#### MATERIALS PROVIDED:
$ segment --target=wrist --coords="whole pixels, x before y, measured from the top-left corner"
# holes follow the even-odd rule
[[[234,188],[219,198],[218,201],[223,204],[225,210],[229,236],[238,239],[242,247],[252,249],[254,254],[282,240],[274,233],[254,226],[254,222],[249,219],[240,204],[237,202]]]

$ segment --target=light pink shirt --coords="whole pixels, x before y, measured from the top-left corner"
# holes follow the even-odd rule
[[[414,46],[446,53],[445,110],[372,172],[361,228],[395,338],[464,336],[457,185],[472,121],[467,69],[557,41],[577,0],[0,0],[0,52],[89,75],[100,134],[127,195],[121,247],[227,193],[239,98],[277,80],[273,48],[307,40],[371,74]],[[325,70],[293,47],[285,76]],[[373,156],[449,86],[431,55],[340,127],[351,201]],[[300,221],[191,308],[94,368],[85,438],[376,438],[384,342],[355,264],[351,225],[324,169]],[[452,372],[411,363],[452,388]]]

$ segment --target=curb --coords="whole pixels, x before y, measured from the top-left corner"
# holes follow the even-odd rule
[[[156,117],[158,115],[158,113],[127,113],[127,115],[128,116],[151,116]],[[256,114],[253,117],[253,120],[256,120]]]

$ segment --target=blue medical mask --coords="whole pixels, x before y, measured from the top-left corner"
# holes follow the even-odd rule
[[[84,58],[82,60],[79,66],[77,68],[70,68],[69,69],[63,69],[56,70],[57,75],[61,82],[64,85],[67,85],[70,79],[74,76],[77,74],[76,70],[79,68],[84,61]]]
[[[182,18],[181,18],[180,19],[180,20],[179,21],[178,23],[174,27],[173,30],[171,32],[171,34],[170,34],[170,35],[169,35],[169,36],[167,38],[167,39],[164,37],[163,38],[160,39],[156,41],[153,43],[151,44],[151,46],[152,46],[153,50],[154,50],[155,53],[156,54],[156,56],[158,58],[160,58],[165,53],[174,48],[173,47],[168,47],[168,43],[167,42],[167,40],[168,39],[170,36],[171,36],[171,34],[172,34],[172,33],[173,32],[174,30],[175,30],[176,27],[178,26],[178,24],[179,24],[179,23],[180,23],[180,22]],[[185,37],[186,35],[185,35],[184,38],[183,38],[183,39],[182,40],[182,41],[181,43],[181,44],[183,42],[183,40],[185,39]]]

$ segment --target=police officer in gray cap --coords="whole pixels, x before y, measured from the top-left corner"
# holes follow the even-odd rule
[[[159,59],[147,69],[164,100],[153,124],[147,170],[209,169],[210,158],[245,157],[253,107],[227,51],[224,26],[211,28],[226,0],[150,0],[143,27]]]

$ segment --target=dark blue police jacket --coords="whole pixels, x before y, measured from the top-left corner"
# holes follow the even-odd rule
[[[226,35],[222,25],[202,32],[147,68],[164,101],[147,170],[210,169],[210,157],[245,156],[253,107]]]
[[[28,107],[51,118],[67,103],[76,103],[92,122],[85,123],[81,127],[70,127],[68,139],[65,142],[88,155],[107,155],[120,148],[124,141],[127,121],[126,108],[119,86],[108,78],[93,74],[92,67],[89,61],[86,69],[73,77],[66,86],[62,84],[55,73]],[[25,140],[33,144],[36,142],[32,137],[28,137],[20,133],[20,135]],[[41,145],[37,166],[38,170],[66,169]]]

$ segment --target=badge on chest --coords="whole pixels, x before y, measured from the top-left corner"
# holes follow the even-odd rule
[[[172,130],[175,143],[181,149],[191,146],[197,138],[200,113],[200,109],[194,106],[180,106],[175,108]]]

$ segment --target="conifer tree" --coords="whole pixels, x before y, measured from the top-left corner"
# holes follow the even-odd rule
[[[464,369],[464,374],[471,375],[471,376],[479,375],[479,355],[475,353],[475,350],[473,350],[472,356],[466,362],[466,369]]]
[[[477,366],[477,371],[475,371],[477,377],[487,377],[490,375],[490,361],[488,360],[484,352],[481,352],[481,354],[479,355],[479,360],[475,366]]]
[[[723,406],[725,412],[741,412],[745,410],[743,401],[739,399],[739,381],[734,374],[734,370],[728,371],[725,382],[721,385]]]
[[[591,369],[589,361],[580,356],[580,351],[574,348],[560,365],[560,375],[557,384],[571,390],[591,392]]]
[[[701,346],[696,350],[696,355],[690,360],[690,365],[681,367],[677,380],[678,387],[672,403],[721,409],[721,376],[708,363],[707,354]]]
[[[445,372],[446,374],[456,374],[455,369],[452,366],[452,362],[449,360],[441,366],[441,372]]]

==

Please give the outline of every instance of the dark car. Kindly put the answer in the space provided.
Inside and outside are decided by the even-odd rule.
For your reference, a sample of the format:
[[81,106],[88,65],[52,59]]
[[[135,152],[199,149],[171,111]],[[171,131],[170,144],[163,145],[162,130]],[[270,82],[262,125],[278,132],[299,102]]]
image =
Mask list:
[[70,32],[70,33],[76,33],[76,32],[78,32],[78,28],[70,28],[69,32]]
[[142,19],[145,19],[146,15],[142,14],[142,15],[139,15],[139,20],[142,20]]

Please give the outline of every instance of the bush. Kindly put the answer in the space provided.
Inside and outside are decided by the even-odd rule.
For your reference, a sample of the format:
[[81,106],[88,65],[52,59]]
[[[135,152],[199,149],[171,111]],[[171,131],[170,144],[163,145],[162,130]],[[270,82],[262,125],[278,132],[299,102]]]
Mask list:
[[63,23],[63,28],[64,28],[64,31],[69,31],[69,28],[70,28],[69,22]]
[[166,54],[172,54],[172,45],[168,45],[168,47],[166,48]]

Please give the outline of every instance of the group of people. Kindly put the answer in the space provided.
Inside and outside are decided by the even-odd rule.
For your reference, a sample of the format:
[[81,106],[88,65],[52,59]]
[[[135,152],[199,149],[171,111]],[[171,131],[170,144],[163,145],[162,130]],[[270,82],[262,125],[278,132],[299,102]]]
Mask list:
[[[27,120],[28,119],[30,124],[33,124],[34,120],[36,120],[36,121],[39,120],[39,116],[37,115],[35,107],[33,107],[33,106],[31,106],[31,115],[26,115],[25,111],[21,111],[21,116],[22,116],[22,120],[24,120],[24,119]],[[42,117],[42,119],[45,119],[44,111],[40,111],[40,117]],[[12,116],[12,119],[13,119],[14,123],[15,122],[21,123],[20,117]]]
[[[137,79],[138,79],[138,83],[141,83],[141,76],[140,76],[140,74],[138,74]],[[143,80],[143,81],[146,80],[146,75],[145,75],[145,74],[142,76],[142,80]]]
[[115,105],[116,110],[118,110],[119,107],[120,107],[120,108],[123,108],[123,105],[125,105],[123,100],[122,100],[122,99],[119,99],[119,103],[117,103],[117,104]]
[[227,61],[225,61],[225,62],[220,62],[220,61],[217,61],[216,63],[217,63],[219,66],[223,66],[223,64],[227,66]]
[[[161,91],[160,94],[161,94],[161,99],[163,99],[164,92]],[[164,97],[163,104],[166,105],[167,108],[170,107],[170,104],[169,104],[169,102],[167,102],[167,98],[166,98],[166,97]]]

...

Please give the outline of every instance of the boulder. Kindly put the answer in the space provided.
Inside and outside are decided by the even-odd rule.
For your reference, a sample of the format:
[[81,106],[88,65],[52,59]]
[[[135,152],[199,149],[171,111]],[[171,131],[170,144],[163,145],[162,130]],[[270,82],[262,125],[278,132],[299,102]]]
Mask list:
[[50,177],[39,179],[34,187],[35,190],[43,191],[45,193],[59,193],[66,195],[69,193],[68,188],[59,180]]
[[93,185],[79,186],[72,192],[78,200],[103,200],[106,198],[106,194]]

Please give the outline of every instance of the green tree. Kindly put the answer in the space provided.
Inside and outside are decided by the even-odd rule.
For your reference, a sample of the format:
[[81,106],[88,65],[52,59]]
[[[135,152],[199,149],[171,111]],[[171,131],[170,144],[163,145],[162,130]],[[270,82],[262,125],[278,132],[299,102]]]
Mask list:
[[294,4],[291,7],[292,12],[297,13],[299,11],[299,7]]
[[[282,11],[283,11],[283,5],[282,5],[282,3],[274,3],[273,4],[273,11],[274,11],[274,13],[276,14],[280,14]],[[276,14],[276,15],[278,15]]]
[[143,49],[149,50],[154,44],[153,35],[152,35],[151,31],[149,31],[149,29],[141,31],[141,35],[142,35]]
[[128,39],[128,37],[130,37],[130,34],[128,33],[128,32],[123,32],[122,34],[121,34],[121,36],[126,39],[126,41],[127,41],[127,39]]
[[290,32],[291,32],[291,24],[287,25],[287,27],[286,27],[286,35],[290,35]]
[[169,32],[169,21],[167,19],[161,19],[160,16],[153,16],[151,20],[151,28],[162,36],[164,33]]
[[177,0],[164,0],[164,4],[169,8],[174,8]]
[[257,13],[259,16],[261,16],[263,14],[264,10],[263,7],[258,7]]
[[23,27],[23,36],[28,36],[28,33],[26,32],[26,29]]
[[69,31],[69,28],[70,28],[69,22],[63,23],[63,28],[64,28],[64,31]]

#### SET TASK:
Which lines in the rows above contain the string "outline"? Pull out each of those lines in full.

#### ANSWER FOR THIS EXERCISE:
Please give the outline of every instance of the dark car. Kindly put the answer in the space provided.
Please give the outline of every instance of the bush. Kindly put the answer in the space provided.
Please give the outline of every instance of the group of people. Kindly put the answer in the space provided.
Please give the outline of every instance of the boulder. Kindly put the answer in the space provided.
Please give the outline of every instance of the green tree. Kindly put the answer in the space provided.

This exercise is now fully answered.